▶ **WORK TO COMPLETE**
Please duplicate the listing from the line that contains "Q: Point out the grass" up to and including the line that contains "x=927 y=849", keeping every line unchanged.

▶ **SOURCE DATA**
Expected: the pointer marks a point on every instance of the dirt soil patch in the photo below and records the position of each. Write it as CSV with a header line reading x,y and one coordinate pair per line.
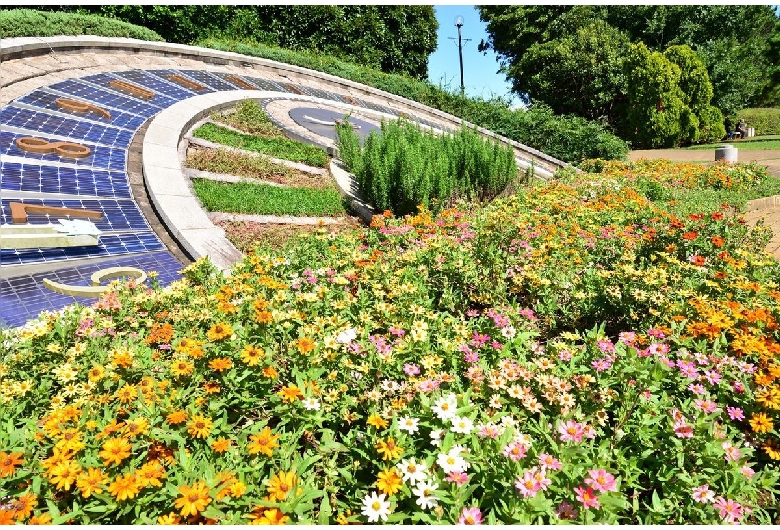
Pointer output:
x,y
245,235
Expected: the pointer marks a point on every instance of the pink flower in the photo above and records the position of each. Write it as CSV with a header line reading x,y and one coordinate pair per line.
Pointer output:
x,y
458,477
514,450
735,413
471,515
703,494
528,484
549,462
600,480
566,510
728,509
587,497
683,430
571,431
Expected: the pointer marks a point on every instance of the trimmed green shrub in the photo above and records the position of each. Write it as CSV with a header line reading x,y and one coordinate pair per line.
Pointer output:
x,y
28,22
405,167
765,121
568,138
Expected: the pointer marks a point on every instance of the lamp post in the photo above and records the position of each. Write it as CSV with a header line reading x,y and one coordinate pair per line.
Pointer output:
x,y
459,24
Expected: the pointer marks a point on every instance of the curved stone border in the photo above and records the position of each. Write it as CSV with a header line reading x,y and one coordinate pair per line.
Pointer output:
x,y
169,187
544,165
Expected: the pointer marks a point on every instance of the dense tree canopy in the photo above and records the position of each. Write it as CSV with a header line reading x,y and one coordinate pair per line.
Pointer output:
x,y
739,45
394,39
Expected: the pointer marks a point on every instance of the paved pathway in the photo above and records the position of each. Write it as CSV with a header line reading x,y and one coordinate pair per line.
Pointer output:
x,y
767,209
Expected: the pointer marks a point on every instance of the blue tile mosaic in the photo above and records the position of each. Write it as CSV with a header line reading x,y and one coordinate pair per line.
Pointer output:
x,y
120,214
56,179
100,157
169,89
78,130
175,77
109,245
48,101
103,81
106,98
24,297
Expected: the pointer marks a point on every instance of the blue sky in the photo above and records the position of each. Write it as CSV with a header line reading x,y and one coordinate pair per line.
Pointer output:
x,y
479,71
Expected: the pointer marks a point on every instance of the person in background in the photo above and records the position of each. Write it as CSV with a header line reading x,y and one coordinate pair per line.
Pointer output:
x,y
742,129
729,130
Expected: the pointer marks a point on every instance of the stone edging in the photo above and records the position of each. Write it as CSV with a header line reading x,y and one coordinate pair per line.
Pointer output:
x,y
169,187
33,46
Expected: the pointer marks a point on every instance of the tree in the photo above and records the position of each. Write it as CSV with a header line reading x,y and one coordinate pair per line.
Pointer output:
x,y
394,39
732,41
579,74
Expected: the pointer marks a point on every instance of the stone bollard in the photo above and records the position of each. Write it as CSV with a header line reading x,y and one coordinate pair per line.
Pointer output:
x,y
726,152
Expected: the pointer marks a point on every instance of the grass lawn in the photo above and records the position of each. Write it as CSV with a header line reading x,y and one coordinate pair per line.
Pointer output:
x,y
276,147
267,200
756,143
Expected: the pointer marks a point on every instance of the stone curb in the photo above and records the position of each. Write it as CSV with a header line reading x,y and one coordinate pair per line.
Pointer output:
x,y
31,46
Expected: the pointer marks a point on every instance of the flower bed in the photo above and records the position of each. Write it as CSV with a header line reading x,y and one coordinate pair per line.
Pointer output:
x,y
570,353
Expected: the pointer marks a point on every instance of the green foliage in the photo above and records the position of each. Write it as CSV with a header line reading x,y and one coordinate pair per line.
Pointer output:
x,y
250,198
577,74
739,44
276,147
404,167
568,138
389,38
765,121
28,22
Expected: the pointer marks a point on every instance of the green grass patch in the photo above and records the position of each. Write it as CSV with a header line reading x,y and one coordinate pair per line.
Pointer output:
x,y
267,200
276,147
250,118
755,144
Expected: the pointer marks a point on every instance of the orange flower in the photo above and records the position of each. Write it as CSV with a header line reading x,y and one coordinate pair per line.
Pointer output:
x,y
91,481
150,474
125,487
23,506
181,368
175,417
219,331
305,345
199,427
115,450
220,364
252,355
194,499
8,463
221,445
280,485
263,442
290,393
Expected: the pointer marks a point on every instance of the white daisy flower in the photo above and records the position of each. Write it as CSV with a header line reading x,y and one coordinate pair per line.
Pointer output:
x,y
375,507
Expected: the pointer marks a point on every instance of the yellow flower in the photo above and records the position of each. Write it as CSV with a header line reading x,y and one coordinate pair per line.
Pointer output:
x,y
761,423
199,426
194,499
219,331
125,487
388,481
280,485
265,442
389,449
114,450
290,393
91,481
252,355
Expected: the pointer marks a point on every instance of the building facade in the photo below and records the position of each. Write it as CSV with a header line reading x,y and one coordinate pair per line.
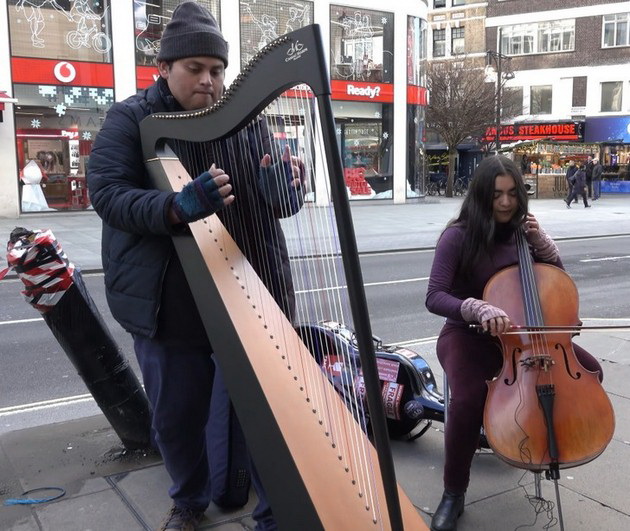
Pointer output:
x,y
571,64
64,63
456,31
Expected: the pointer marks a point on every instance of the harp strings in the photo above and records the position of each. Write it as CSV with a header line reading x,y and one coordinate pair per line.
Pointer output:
x,y
317,275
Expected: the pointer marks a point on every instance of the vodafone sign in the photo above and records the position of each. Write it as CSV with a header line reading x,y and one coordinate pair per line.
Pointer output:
x,y
54,72
65,72
362,91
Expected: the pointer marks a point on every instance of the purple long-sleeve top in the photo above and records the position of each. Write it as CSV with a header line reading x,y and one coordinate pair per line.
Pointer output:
x,y
449,287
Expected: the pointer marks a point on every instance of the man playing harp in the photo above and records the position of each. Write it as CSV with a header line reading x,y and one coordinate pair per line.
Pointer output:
x,y
145,283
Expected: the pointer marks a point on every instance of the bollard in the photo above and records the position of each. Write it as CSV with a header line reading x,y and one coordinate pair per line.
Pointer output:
x,y
56,289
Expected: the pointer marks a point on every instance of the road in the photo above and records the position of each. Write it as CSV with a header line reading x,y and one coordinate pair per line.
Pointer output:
x,y
38,384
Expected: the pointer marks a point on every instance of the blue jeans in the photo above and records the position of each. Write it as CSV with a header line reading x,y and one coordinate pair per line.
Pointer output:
x,y
178,378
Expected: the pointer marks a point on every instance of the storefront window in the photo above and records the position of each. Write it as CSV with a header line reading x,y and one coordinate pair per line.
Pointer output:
x,y
262,21
55,129
361,44
150,17
365,136
416,69
78,30
611,96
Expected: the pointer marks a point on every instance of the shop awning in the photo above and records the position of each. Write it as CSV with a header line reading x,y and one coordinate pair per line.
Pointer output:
x,y
4,98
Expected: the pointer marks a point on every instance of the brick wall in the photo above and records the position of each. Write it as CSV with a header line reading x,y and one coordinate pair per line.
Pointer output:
x,y
512,7
588,49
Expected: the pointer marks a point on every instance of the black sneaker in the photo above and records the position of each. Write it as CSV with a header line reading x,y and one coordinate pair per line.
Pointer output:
x,y
181,519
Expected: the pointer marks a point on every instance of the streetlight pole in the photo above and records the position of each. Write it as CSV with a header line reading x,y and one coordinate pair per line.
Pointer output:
x,y
497,58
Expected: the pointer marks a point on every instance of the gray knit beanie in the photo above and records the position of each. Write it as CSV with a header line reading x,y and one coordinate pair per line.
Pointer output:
x,y
192,32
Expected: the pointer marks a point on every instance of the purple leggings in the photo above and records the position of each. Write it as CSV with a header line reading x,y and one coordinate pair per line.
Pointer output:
x,y
470,359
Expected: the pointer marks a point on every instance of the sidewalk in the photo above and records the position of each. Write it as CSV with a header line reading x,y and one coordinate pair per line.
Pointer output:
x,y
107,490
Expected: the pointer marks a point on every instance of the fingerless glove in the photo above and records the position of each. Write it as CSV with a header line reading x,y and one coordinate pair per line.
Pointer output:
x,y
544,246
200,198
475,310
276,186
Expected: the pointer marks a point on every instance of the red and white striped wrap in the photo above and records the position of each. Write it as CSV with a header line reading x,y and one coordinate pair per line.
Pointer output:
x,y
42,266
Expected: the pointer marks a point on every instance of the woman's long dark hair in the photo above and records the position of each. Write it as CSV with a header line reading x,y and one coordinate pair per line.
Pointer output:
x,y
476,214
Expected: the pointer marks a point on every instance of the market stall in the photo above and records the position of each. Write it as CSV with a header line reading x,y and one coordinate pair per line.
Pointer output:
x,y
544,163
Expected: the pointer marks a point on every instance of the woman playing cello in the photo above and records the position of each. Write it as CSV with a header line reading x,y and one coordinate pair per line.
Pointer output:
x,y
474,246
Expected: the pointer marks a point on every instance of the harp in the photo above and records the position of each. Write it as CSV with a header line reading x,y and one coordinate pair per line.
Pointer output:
x,y
319,469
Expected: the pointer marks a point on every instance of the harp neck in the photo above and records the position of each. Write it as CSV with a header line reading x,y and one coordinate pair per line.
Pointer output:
x,y
297,57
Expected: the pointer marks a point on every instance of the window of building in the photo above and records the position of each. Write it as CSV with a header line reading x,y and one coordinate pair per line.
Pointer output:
x,y
540,99
611,96
458,44
366,139
74,31
149,19
616,30
439,43
518,40
262,21
416,61
556,36
541,37
361,44
579,91
512,102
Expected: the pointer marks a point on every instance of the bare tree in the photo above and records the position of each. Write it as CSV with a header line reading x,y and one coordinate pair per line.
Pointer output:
x,y
461,105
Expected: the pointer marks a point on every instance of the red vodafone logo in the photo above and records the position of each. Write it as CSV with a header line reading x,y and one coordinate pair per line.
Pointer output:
x,y
65,72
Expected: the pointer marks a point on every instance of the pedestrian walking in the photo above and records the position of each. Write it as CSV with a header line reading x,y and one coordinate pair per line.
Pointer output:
x,y
477,244
588,170
598,169
570,176
579,188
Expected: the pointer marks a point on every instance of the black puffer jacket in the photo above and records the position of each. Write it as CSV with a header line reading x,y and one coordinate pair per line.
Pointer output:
x,y
146,289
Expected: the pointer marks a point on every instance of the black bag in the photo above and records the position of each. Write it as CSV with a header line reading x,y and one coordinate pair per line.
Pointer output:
x,y
410,394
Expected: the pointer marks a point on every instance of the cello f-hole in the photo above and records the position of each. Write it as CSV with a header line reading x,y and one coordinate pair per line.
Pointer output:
x,y
515,354
567,366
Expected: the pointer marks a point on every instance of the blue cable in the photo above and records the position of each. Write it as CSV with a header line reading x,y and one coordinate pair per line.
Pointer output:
x,y
28,501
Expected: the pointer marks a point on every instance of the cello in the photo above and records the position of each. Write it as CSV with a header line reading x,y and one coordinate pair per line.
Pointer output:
x,y
544,411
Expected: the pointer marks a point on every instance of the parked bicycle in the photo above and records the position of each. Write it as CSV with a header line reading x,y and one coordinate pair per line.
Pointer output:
x,y
436,183
460,186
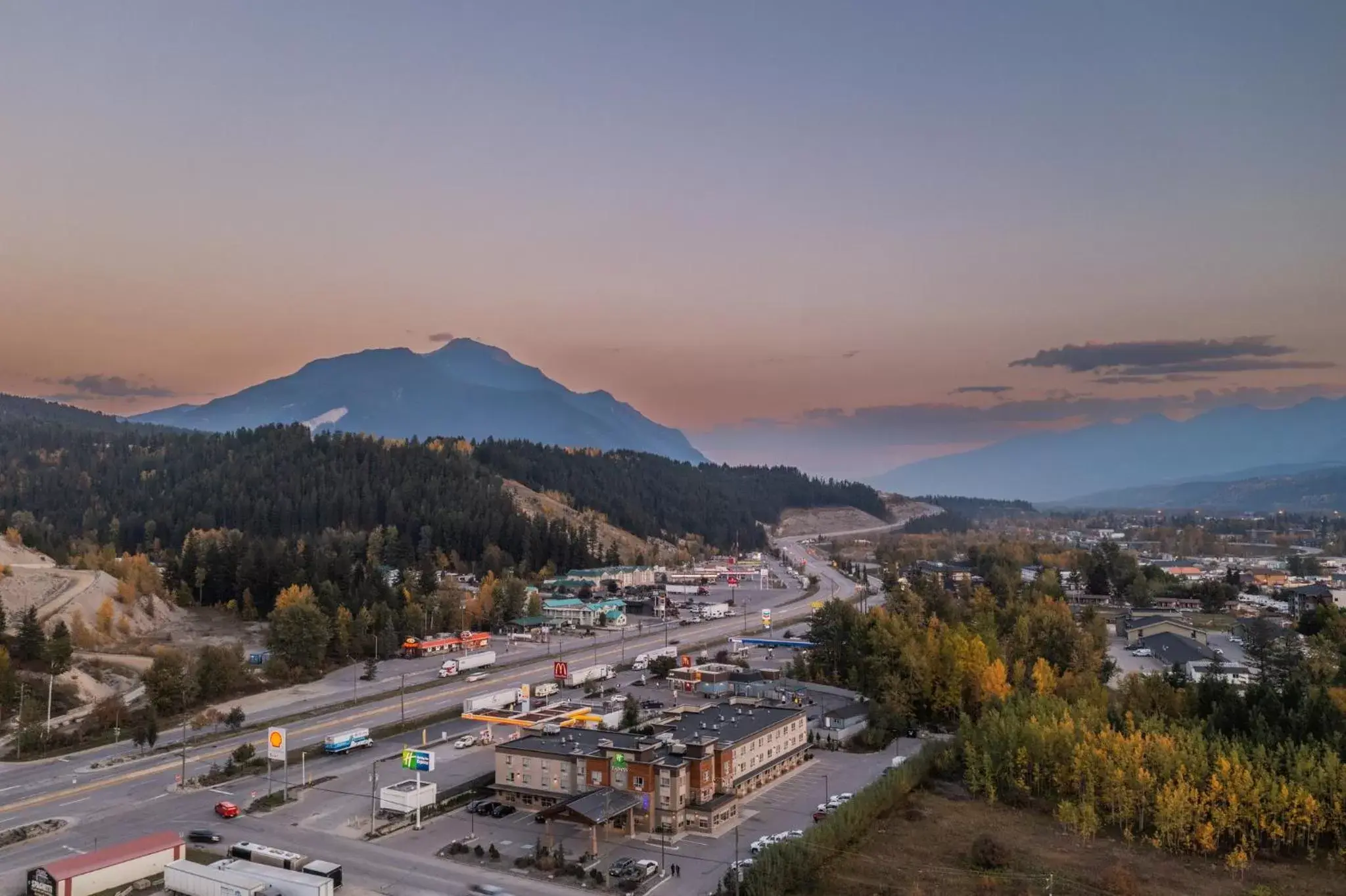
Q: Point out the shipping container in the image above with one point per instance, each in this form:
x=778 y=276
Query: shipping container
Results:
x=286 y=883
x=190 y=879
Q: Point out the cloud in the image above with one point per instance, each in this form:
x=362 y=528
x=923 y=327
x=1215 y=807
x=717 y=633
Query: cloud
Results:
x=864 y=441
x=1167 y=357
x=99 y=388
x=1146 y=378
x=990 y=390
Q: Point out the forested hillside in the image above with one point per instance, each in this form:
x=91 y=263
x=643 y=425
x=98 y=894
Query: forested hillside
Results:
x=652 y=495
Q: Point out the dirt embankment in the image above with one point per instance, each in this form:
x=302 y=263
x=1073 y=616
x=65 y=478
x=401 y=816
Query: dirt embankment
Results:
x=556 y=508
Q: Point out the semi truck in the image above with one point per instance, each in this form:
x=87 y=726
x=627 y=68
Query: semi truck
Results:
x=590 y=675
x=190 y=879
x=348 y=740
x=643 y=661
x=471 y=661
x=285 y=883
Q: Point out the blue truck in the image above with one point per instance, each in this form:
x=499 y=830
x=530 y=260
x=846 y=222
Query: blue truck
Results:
x=346 y=740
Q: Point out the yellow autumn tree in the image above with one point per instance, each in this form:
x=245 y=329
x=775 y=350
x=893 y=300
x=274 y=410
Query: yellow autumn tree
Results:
x=294 y=596
x=1044 y=677
x=995 y=681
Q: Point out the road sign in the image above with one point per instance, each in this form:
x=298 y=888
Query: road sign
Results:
x=419 y=759
x=276 y=744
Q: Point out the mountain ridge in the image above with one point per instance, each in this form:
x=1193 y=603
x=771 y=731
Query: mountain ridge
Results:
x=1059 y=466
x=465 y=388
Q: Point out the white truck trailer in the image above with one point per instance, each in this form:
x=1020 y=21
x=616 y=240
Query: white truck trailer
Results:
x=286 y=883
x=480 y=660
x=190 y=879
x=642 y=661
x=590 y=675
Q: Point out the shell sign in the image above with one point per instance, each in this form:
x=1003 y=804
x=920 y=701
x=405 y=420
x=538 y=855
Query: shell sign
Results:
x=276 y=743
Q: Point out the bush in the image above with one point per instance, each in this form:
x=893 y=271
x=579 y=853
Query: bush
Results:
x=988 y=853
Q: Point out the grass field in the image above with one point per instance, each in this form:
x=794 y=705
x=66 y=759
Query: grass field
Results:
x=927 y=849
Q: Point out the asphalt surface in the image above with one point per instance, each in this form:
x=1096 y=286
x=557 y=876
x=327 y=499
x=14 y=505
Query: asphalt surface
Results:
x=137 y=795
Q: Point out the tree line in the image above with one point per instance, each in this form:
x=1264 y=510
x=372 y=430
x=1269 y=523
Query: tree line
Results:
x=655 y=497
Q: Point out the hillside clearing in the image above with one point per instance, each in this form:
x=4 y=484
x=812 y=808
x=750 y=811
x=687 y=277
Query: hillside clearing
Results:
x=925 y=849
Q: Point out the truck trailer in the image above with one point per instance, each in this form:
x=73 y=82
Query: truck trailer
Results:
x=590 y=675
x=348 y=740
x=471 y=661
x=643 y=661
x=190 y=879
x=286 y=883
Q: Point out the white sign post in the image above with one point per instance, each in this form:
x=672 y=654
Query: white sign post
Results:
x=275 y=750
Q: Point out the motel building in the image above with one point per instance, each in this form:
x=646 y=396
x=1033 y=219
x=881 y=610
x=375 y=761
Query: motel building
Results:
x=688 y=776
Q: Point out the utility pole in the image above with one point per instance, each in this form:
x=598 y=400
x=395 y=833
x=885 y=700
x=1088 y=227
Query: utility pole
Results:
x=373 y=794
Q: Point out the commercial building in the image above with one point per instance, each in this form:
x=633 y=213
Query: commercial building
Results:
x=691 y=773
x=106 y=868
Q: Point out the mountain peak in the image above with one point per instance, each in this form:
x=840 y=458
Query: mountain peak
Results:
x=465 y=388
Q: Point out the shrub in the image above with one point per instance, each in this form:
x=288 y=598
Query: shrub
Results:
x=988 y=853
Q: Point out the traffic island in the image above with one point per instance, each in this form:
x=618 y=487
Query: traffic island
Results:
x=23 y=833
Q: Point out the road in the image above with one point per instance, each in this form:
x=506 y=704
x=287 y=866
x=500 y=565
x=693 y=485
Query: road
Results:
x=110 y=803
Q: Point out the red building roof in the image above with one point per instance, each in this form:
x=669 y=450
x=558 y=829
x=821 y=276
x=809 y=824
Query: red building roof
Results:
x=76 y=865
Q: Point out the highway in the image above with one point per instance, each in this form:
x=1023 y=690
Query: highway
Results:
x=137 y=795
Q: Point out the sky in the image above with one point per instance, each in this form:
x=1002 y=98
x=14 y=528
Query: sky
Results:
x=837 y=235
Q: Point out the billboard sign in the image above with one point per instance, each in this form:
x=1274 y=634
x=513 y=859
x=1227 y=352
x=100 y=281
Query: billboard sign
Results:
x=419 y=759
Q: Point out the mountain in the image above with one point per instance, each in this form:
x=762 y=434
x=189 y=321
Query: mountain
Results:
x=1312 y=487
x=1057 y=466
x=462 y=389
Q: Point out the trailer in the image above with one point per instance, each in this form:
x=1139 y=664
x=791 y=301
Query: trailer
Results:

▶ **THE RESPONSE**
Q: Point out the grass field in the image above with one point per instance, each in this form:
x=794 y=705
x=66 y=759
Query: grass field
Results:
x=927 y=849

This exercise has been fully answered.